-- WHAT NEEDS TO BE DONE --
Without the pictures, give every record again exactly.

Image-grounded pointing data

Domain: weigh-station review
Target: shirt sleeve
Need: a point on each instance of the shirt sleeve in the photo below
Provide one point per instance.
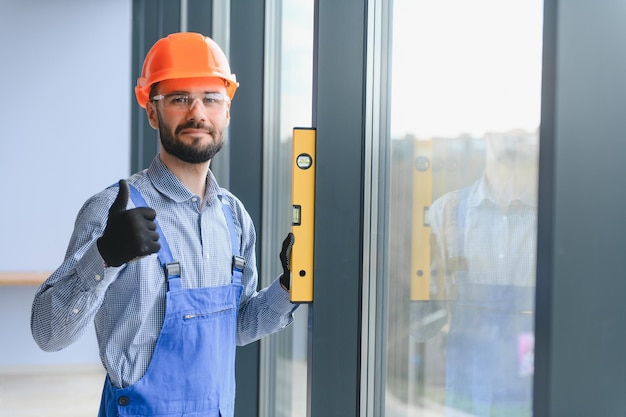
(66, 303)
(260, 312)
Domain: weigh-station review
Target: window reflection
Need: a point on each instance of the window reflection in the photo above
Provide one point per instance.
(464, 174)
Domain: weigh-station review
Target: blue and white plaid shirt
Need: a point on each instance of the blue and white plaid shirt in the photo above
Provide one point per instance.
(127, 303)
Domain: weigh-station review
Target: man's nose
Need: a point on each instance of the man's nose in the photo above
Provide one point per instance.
(196, 110)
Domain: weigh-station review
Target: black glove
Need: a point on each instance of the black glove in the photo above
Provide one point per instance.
(129, 234)
(285, 257)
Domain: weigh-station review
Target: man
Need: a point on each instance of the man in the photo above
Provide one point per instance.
(484, 248)
(168, 276)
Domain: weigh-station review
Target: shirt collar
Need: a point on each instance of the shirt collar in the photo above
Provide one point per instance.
(168, 184)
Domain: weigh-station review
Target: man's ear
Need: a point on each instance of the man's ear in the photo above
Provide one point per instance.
(152, 115)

-- OUTPUT OF THE TASK --
Domain: weigh-station review
Target: shirt sleeve
Need: a point on each instance of the shirt sleeve in the photo below
Provide one point per instance.
(66, 303)
(260, 312)
Domain: weigh-station review
Target: window reflection
Need: a point on each instance of the window reflection in the photo above
Provide one point per instance.
(464, 174)
Domain: weigh-station review
Target: blue and white plaid shirt
Need: a point on each instance of the blue and white plaid shirt in the photo above
Provide one point per instance.
(127, 303)
Domain: weigh-station review
Target: man's nose
Need: a point on each instance of the man's nose in the photo above
Provide one point per instance.
(196, 110)
Domain: weigh-station review
Target: black glove
Need: a point on each instance of the black glove in the photo above
Provide one point per instance.
(129, 234)
(285, 257)
Domain: weigh-station review
Target: man
Need: a point on each instance of the man in the photo above
Provide one point per instance.
(484, 248)
(168, 276)
Domain: weigh-station review
Target: shirt collar
Need: a point on each instance of the shirt collar in the photo above
Provide one point per instance.
(168, 184)
Domain: weigh-station review
Target: man's ear
Need: a point on each instance of the man's ear in the photo above
Provide one point per instance.
(152, 115)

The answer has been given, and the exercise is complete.